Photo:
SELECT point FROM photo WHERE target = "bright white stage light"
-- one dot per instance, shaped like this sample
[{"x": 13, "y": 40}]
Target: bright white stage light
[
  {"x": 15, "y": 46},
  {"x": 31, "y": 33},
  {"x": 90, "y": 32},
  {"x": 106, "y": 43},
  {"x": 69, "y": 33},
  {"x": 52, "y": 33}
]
--*--
• [Try it]:
Everything from the line containing "SELECT point FROM" through the last line above should be set down exactly; include no other lines.

• [Exercise response]:
SELECT point FROM photo WHERE target = "bright white stage light"
-- one dot per instance, shaped like this sample
[{"x": 13, "y": 40}]
Target: bright white stage light
[
  {"x": 15, "y": 46},
  {"x": 31, "y": 33},
  {"x": 90, "y": 32},
  {"x": 106, "y": 43},
  {"x": 69, "y": 33},
  {"x": 52, "y": 33}
]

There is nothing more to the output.